▸ Brief
Return the run of lines below that opens with the line containing "# each pair looks like [[245, 204]]" and closes with the line containing "# each pair looks like [[223, 127]]", keeping each one exact.

:::

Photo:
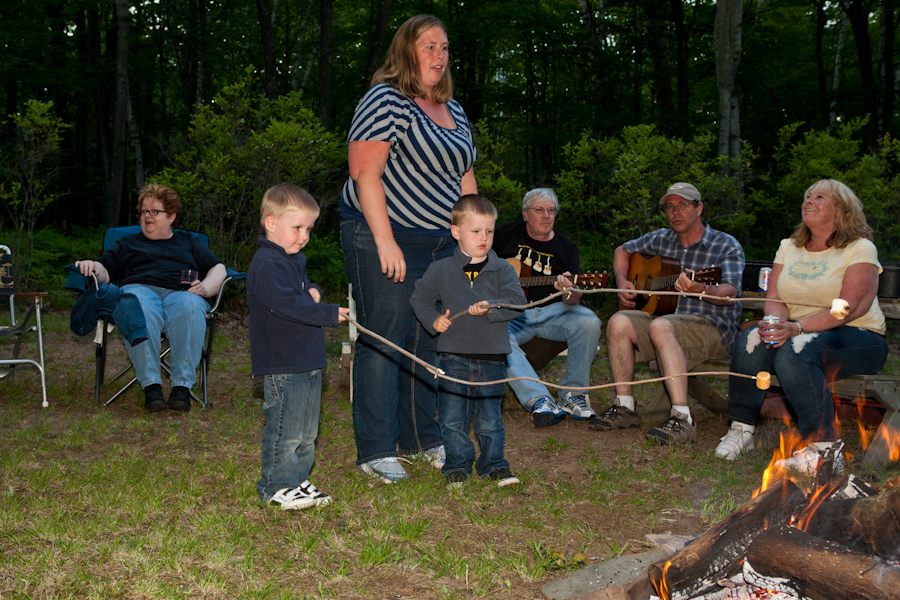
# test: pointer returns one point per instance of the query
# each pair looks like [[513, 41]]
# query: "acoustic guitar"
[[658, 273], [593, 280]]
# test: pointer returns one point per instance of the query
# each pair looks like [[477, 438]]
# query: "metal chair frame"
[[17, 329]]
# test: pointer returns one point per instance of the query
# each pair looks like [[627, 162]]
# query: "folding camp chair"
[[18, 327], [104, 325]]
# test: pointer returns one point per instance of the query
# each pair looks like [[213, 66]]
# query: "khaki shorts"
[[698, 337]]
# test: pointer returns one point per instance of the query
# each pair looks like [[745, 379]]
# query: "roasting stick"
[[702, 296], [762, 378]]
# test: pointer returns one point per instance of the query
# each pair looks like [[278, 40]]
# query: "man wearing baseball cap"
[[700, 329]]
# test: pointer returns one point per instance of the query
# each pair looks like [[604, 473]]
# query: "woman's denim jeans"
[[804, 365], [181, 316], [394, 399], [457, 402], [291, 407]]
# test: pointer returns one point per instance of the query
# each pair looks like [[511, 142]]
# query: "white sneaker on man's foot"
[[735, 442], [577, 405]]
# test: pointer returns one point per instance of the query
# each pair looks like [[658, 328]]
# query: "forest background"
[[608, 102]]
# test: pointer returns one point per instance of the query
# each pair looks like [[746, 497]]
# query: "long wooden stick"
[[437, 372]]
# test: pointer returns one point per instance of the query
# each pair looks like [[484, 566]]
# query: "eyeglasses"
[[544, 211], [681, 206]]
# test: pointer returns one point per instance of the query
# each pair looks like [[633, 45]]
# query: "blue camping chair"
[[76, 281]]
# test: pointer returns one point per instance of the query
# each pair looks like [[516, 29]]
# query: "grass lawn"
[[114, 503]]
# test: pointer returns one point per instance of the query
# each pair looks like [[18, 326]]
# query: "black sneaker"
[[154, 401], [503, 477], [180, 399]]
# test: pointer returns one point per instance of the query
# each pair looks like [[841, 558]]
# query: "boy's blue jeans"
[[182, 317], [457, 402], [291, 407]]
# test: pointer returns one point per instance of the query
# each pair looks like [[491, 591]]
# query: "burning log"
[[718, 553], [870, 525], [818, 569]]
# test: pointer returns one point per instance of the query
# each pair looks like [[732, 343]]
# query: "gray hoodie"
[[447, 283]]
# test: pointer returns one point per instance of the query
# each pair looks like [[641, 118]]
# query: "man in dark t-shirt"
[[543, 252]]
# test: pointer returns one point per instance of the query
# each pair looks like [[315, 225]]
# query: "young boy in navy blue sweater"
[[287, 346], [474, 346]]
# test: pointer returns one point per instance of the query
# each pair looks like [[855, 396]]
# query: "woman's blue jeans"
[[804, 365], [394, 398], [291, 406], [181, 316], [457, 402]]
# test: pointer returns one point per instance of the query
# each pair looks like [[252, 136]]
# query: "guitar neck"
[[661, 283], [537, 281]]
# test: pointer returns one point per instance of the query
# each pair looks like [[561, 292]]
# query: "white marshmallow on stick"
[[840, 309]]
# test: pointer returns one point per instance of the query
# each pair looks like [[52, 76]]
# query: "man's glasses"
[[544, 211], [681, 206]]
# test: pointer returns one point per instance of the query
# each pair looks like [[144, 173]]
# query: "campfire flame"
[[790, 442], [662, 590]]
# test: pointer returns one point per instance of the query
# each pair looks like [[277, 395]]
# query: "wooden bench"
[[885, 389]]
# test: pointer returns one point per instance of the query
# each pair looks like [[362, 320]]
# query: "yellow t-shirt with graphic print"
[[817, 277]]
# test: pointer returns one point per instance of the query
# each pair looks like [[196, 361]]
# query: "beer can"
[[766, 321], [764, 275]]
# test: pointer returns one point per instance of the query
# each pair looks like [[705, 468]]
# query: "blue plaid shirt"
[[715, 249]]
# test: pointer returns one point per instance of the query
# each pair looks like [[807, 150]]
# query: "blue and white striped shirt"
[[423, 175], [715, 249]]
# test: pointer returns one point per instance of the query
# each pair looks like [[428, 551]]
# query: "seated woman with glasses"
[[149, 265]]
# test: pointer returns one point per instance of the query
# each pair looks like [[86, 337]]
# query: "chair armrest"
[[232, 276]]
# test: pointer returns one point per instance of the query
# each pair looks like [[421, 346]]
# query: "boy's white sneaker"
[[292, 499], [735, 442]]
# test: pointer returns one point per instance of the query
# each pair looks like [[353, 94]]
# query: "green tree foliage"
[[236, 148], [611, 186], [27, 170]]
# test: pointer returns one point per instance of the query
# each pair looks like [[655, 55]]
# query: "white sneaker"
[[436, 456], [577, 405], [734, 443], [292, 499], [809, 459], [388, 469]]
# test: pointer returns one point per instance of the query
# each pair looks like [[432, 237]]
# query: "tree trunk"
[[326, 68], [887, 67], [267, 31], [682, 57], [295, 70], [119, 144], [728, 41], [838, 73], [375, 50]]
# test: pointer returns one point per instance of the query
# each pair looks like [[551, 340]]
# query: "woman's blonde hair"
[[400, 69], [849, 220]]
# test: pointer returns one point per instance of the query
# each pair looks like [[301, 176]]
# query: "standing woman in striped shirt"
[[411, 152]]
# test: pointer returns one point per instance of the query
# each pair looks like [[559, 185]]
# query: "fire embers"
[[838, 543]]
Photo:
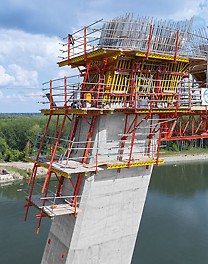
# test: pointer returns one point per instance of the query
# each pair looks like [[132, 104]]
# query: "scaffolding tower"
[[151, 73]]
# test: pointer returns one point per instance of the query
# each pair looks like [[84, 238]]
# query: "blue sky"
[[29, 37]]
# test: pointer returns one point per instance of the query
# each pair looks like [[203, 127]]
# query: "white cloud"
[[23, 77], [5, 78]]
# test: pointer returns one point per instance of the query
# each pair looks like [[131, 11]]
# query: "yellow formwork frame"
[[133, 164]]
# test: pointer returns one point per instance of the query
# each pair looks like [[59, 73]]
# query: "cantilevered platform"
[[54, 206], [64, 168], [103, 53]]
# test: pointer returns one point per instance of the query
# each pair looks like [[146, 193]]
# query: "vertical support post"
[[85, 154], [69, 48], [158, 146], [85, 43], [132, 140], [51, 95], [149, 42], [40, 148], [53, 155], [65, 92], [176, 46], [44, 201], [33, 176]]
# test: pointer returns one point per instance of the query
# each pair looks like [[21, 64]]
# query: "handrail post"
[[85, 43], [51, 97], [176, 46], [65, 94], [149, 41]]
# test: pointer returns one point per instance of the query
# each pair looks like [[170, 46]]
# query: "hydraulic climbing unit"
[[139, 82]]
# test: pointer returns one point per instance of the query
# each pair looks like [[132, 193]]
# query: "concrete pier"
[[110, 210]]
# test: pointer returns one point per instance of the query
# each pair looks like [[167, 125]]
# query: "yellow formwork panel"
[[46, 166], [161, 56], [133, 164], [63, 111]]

:::

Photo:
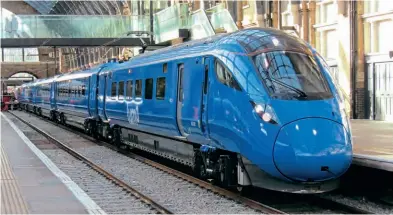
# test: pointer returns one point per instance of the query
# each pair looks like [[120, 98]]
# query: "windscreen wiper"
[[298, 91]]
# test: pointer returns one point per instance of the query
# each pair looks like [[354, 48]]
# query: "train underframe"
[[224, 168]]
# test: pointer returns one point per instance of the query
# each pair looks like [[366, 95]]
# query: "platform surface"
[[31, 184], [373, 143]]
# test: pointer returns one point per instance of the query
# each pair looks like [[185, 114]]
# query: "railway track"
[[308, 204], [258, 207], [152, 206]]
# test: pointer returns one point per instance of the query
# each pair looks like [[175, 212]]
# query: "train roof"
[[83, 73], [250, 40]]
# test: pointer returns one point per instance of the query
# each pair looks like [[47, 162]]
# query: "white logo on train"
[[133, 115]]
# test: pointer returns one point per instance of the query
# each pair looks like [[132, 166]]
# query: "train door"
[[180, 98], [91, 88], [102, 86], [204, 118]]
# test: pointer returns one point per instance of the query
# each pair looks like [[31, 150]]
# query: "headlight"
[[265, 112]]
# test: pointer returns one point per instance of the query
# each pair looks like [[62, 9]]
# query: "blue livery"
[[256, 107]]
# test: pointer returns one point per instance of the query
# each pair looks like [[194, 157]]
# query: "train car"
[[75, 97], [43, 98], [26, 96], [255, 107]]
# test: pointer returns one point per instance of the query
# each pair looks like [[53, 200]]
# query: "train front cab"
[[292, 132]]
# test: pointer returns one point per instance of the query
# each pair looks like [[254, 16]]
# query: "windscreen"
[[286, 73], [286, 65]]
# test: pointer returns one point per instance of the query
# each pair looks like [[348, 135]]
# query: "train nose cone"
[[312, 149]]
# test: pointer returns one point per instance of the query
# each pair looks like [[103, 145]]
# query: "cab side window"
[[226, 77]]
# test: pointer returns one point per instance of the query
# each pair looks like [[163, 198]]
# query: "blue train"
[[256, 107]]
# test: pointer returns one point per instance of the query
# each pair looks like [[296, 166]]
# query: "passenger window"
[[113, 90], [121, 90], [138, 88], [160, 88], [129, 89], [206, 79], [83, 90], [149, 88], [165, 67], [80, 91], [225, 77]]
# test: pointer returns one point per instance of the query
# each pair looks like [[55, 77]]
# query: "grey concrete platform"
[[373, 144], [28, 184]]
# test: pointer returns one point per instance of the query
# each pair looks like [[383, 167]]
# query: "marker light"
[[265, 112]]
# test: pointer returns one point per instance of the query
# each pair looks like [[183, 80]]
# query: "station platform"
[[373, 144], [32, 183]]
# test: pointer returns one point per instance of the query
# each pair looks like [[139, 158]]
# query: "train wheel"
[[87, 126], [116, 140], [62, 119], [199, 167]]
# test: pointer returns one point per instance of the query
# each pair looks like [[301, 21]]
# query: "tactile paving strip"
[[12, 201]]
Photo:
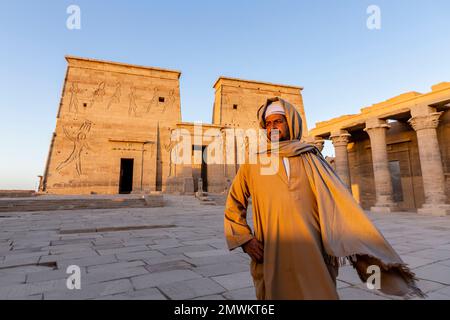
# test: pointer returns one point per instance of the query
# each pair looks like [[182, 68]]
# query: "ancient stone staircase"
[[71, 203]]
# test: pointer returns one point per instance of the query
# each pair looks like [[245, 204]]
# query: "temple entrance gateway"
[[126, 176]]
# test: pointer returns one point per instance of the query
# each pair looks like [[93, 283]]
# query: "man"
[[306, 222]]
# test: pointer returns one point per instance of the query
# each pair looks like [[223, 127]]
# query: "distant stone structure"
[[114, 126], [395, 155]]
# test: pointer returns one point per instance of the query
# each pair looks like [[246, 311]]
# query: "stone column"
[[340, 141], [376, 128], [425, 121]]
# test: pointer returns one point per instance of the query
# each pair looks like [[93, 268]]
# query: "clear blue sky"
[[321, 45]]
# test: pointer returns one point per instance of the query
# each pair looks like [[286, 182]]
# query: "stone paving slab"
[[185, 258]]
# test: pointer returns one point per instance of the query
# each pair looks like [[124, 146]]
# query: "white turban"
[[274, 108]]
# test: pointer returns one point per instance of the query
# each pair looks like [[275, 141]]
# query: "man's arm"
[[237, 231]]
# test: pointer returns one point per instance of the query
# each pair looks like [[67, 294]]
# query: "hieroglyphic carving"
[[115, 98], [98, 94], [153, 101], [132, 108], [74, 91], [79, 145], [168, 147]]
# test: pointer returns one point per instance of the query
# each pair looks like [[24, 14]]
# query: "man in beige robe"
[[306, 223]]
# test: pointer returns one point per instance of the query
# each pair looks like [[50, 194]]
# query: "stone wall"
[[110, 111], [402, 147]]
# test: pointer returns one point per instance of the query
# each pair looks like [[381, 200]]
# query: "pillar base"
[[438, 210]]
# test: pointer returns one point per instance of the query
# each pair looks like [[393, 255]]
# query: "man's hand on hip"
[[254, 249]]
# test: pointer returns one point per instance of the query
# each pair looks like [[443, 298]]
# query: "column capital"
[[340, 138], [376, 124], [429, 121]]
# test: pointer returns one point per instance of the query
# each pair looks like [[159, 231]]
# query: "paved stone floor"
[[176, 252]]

:::

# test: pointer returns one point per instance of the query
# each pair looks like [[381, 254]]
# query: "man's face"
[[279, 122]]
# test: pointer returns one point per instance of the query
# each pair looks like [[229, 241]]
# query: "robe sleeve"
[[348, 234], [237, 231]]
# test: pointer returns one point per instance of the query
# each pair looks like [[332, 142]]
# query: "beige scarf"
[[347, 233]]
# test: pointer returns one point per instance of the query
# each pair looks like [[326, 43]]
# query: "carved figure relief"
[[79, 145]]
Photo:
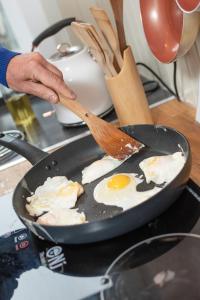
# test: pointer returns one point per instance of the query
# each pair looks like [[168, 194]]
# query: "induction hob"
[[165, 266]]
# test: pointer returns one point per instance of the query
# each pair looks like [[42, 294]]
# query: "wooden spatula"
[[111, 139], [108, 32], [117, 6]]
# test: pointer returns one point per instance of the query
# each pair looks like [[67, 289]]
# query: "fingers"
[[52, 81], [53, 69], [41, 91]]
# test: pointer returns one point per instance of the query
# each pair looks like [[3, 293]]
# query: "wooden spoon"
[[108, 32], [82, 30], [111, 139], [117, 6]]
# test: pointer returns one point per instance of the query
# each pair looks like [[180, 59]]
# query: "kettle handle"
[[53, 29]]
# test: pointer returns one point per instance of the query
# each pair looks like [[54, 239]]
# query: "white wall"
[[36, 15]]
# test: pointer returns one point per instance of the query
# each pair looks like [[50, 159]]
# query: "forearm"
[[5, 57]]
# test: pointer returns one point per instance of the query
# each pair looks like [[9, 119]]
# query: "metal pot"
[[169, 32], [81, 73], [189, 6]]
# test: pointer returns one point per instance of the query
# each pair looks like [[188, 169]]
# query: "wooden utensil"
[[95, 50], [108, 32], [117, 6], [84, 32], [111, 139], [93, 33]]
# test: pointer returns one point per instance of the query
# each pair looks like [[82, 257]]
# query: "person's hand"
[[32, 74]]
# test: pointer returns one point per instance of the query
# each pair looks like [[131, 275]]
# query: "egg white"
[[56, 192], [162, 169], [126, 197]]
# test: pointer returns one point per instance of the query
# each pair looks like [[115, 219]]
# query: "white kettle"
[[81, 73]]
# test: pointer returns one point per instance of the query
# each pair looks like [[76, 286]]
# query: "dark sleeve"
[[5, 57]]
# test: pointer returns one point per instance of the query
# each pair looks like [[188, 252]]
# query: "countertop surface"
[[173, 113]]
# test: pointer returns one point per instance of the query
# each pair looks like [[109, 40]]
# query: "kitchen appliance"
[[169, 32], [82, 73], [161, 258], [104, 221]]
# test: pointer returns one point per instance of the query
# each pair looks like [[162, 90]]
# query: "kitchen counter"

:::

▸ Solution for this problem
# each pair looks like [[245, 204]]
# query: "temple entrance gateway"
[[126, 176]]
# test: pointer returns one point per instance of the query
# each pair looks like [[93, 283]]
# query: "man"
[[306, 222]]
# test: pointer returns one point per instance of the query
# each pair looks like [[223, 127]]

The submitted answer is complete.